(WORK INSTRUCTIONS):
[1] What degree did Jiro Murai earn, according to the extract about him?
[2] List every practice the extract about Jiro Murai names among those he went through in his family's mountain cabin.
-- EXTRACT follows --
Bijgewerkt: 12 dec 2019


Jiro Murai, the discoverer of Jin Shin Jyutsu was born in Kaga City, Japan in 1886. He was born into a very well educated family of doctors and medical professionals. Murai was an avid reader and he absorbed information exceptionally well. Jiro’s father and elder brother were physicians, Jiro decided to take another path in his life and he received a degree in silk production through the rearing of silkworms.

In his youth, Jiro enjoyed a reckless party lifestyle. One example of this, was that he would enter into many dumpling eating contests. Owing to this excessive eating, at the age of 26 he was diagnosed with a serious illness to do with his digestive system. His condition became terminal. Murai resigned himself to death and was by choice, carried up a mountain where he stayed in his family’s cabin. There Jiro went through a series of practices including zen meditation, finger mudras and days of fasting. His aim was to harmonise his breath whilst holding specific points on his body to ease his discomforts.He recorded in his journal, a pulsating stream of fire through his body and after that all his ailments subsided. He was able to walk down the mountain and thus devoted his life to years of study in order to understand how he had been cured. He documented his experience through journal entries and illustrations, dedicating his research for the good of all humanity and this can be seen at the Imperial Shinto Shrine in Japan. He tracked the patterns and pathways of energy and fluids through the body. His detailed illustrations and documents fall part of the learning material in JSJ textbooks today. Through his knowledge of science, intimate understanding of anatomy and extensive practical experience on people and animals- Jiro had this profound ability to heal. He had discovered the early form of what Jin Shin Jyutsu is today. Jiro helped people from the homeless to the royal society and the Imperial families in Japan.
-- EXTRACT concluded --
-- GIVEN RECORDS follows --
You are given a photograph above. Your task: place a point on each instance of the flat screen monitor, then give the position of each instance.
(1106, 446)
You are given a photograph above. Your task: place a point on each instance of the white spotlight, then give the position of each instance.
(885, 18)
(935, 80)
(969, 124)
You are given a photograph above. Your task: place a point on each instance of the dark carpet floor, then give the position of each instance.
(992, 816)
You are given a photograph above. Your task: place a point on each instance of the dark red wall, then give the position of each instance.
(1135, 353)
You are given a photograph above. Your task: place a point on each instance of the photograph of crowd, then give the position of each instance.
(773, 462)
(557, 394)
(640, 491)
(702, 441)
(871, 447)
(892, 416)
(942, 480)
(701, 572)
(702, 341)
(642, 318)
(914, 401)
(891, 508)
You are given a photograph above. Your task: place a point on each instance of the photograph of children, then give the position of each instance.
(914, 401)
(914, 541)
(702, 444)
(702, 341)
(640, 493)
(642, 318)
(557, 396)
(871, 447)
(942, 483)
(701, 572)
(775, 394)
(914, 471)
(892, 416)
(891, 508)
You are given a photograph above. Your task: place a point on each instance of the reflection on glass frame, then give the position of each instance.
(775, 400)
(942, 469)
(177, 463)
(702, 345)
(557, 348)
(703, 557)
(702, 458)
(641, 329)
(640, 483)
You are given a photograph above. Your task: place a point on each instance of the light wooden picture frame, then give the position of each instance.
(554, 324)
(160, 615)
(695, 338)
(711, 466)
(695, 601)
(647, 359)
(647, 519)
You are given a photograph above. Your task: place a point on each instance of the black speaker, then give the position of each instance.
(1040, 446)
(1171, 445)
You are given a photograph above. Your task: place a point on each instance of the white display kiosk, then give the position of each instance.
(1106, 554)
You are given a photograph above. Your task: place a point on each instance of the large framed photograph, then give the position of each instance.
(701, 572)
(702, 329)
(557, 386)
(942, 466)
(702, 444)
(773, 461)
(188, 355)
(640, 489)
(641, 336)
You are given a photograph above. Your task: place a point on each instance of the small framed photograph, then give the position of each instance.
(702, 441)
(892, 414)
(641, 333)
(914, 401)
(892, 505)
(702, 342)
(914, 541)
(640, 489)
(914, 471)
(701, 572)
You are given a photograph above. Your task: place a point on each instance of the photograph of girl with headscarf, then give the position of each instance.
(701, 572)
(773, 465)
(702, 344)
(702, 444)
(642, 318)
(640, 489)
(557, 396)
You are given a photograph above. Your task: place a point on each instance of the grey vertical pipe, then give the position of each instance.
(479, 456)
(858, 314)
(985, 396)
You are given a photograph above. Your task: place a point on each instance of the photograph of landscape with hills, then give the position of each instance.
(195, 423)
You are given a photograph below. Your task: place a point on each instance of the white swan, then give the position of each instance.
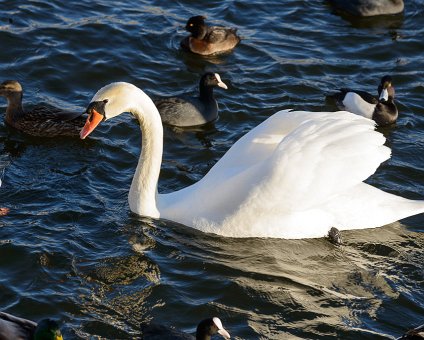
-- GIVEN RECORDS concluded --
(SOLUTIONS FOR EACH TASK):
[1] A degree in silk production through the rearing of silkworms.

[2] Zen meditation, finger mudras, days of fasting